> Task requirements
Two lines mark the range in the entries below: the one holding "Target: forearm" and the one holding "Target: white feathered wing". Set down those two and all lines between them, exactly.

* * * * * * *

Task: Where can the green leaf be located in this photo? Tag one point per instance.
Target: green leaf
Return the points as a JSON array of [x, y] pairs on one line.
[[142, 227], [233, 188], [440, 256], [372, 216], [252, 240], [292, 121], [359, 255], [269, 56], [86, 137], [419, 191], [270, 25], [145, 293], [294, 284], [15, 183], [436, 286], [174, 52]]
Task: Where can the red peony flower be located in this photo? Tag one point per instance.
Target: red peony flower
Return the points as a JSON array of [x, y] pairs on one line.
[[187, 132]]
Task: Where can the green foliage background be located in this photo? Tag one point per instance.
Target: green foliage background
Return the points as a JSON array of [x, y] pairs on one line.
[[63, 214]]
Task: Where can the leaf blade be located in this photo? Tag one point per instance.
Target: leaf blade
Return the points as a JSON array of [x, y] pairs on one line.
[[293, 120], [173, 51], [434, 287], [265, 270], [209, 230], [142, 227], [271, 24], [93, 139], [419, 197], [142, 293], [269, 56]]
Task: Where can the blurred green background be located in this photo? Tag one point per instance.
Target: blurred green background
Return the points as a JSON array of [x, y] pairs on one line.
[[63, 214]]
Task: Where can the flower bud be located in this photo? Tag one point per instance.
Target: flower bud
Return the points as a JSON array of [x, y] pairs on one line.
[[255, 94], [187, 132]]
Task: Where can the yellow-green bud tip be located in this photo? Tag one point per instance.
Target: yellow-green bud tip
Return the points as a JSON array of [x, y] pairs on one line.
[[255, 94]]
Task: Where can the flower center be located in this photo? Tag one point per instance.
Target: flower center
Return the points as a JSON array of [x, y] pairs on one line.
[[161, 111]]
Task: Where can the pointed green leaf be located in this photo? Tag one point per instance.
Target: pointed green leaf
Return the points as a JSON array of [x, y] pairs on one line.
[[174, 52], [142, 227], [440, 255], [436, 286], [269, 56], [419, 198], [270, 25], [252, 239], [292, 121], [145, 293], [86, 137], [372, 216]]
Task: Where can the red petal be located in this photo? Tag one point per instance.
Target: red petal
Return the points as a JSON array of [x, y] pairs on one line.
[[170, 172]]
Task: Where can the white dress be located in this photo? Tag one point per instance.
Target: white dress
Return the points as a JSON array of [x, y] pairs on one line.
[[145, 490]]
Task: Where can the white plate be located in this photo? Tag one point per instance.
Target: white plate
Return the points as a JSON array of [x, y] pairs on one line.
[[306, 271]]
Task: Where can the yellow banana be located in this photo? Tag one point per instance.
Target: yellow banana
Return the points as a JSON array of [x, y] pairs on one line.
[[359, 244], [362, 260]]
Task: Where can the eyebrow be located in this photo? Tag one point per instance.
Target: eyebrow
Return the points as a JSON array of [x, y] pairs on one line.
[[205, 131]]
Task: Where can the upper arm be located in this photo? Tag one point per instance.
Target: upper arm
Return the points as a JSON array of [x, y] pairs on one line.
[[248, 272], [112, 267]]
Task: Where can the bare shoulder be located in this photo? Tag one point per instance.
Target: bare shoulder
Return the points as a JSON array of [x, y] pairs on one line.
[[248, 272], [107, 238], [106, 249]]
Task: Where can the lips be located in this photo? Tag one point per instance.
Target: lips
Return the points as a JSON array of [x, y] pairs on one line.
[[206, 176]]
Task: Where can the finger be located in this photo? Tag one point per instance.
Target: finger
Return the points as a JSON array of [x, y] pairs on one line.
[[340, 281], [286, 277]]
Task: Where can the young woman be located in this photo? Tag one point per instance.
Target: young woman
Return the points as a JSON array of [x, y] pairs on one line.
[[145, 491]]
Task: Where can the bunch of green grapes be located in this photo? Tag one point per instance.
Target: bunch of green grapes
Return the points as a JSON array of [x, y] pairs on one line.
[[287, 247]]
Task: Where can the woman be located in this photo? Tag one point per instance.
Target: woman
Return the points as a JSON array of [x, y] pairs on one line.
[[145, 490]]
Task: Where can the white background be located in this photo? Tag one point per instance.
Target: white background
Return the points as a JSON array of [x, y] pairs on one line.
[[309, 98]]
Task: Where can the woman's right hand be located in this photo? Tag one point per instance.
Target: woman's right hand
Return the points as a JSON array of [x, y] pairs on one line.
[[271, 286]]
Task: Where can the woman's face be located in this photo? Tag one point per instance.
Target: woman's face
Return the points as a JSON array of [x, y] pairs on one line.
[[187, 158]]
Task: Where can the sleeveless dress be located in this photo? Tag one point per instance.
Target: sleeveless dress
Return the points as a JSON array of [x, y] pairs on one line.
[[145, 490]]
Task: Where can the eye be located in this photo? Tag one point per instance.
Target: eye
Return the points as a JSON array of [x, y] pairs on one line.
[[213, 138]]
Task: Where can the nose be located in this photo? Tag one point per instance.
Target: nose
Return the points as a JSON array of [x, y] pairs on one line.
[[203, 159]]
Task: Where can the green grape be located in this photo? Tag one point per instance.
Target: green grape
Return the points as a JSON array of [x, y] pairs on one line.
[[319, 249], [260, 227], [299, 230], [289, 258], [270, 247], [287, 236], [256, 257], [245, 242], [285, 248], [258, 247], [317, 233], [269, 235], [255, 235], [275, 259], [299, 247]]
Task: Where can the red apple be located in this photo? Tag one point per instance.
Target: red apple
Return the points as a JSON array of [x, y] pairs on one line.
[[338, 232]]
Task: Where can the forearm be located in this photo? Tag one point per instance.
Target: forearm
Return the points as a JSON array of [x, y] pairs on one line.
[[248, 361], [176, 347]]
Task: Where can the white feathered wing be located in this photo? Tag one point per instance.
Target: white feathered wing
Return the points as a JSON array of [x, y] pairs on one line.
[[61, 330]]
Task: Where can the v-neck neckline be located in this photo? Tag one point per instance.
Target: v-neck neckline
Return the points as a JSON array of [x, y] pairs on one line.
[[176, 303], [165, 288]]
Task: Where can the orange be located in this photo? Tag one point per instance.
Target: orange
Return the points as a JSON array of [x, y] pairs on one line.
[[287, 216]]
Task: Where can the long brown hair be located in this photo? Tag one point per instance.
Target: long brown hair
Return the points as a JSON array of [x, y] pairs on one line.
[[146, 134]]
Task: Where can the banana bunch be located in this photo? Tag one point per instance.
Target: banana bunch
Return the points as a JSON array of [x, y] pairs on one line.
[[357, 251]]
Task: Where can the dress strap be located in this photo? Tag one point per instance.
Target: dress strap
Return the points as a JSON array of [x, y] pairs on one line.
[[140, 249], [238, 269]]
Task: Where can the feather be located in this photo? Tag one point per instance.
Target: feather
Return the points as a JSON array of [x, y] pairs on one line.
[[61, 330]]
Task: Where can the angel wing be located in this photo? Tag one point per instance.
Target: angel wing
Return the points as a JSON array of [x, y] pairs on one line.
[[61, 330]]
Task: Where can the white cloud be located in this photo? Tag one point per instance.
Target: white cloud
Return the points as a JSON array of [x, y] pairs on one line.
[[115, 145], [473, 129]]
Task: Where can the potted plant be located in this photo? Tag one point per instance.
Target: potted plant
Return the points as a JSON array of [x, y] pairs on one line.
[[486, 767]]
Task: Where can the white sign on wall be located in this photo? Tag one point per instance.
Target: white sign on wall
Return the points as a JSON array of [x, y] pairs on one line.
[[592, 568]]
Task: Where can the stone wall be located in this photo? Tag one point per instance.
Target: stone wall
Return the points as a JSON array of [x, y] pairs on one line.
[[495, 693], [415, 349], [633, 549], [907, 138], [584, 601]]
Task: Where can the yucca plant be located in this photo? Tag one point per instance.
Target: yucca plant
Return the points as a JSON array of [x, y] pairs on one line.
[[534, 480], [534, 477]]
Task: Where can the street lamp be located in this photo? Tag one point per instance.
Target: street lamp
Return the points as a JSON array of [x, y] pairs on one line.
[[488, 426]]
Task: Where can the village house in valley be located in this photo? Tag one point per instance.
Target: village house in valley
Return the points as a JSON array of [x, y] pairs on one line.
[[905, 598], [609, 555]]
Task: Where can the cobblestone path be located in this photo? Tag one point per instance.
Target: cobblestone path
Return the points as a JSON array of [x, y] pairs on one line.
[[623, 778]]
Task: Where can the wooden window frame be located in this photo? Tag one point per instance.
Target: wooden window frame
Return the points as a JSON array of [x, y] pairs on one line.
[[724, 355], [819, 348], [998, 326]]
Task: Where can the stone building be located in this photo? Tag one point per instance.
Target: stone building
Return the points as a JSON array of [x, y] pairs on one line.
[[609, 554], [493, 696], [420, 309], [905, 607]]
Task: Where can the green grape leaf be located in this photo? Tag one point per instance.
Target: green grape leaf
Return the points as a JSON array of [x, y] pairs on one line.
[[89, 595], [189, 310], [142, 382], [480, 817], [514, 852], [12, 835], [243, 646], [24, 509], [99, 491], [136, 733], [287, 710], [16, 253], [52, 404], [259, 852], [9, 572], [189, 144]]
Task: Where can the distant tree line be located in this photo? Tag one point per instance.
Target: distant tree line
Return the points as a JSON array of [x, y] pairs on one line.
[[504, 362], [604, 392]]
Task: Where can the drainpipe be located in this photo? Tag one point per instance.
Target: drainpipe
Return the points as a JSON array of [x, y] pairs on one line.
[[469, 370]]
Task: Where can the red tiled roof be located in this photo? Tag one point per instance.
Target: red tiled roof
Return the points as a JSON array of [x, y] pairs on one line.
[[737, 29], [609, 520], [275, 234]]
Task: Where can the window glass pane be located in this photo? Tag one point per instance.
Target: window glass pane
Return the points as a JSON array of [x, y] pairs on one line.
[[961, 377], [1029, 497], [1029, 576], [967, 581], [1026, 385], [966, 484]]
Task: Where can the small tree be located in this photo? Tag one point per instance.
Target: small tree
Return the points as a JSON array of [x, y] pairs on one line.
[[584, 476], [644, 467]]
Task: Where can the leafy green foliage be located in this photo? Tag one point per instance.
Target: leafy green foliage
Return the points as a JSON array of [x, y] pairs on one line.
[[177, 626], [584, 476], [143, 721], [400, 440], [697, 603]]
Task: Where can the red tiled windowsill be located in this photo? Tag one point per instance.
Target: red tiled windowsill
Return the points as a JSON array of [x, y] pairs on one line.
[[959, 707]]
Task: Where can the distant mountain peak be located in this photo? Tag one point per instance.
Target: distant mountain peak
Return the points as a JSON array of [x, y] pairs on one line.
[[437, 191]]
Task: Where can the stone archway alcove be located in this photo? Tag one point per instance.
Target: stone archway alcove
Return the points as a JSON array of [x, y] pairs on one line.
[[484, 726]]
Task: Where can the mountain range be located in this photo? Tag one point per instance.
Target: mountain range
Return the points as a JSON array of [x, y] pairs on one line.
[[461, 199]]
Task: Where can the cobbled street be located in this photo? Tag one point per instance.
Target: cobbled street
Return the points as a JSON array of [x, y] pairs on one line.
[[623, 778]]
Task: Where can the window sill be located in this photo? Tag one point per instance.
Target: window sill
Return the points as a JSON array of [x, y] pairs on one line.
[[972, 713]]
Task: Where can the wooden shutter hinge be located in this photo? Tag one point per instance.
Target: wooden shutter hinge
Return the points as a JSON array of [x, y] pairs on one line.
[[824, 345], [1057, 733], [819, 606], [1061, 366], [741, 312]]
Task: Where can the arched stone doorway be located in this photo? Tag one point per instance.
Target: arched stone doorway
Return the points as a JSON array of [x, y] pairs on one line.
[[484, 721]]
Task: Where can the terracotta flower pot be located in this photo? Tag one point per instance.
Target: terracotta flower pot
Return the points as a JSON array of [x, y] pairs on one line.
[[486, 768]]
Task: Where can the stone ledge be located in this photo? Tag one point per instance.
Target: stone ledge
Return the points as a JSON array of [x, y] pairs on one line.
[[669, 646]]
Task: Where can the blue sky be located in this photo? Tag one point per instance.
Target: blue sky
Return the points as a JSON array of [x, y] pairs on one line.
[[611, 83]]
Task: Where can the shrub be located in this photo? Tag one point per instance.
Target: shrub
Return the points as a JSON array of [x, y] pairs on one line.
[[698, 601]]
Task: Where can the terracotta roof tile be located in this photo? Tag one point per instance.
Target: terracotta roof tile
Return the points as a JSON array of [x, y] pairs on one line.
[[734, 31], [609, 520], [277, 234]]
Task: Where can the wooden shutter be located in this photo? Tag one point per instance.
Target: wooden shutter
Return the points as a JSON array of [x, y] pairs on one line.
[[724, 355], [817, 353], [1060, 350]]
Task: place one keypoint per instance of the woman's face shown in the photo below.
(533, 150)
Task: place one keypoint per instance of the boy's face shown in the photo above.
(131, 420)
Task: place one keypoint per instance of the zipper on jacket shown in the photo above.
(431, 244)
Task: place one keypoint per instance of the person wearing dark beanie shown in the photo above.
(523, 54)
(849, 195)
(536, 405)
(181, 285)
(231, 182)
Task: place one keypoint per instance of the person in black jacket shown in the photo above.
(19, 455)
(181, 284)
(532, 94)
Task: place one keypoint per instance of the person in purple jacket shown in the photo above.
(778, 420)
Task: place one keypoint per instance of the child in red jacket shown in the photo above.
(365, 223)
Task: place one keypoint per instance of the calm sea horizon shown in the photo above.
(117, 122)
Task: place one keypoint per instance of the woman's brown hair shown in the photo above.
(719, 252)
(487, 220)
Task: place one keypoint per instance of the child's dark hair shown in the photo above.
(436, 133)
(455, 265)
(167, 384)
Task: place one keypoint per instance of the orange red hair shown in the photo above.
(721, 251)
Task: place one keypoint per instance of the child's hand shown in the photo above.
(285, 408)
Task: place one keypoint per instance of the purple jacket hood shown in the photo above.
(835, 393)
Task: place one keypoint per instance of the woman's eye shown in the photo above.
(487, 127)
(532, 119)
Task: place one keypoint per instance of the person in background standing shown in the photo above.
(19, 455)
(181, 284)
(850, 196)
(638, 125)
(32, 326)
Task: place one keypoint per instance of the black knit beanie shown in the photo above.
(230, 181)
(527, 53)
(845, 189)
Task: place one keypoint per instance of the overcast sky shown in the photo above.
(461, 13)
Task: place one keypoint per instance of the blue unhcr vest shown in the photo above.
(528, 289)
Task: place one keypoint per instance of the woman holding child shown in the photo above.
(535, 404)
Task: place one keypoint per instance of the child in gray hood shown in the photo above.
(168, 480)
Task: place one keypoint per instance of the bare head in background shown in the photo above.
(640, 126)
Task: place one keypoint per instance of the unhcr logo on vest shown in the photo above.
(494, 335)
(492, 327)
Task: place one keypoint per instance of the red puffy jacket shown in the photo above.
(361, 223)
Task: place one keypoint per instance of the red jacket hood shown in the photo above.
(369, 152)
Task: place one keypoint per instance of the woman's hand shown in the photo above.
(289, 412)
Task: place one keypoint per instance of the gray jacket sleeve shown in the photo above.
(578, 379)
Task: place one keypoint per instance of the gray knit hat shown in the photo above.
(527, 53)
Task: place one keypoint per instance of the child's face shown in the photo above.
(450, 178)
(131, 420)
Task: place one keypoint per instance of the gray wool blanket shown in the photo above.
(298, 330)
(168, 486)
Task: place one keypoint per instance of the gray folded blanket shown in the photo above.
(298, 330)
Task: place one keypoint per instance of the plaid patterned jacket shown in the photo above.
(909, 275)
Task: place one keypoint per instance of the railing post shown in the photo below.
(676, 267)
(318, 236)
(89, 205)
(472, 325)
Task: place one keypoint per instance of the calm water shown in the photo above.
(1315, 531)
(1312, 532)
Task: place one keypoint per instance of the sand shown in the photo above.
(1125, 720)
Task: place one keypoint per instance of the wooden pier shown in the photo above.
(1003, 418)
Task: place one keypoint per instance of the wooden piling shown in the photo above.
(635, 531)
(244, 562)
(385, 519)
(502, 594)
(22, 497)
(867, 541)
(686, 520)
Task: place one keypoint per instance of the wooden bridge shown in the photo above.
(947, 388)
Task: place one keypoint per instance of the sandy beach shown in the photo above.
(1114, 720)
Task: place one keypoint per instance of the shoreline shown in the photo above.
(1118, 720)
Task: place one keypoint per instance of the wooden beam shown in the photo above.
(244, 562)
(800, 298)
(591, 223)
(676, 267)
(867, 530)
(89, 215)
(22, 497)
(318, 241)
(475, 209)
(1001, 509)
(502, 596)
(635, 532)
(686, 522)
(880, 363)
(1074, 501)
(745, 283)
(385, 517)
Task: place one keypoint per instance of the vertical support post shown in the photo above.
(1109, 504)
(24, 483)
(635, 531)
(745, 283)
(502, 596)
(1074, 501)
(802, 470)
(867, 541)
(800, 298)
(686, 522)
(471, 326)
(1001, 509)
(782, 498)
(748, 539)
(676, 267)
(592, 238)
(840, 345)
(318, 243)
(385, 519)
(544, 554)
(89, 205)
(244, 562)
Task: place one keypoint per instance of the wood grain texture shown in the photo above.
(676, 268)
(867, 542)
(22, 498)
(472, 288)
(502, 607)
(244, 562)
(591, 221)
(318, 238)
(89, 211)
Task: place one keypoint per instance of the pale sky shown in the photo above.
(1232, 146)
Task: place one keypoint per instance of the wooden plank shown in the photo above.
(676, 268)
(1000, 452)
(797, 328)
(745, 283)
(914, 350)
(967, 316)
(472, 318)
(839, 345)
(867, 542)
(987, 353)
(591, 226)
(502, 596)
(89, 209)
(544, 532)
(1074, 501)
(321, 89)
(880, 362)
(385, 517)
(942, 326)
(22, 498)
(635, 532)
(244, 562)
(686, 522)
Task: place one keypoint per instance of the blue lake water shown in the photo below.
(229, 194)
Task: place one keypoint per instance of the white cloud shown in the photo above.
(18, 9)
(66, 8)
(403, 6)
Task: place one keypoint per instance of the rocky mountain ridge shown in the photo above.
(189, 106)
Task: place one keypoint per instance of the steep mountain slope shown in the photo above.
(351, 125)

* * * * * * *

> Answer box
Target: forearm
Return the points as a JSON array of [x, y] pairs on one line.
[[248, 361], [176, 347]]
Task: Where can the white feathered wing be located in this photo? Tag one point per instance.
Target: white feathered wing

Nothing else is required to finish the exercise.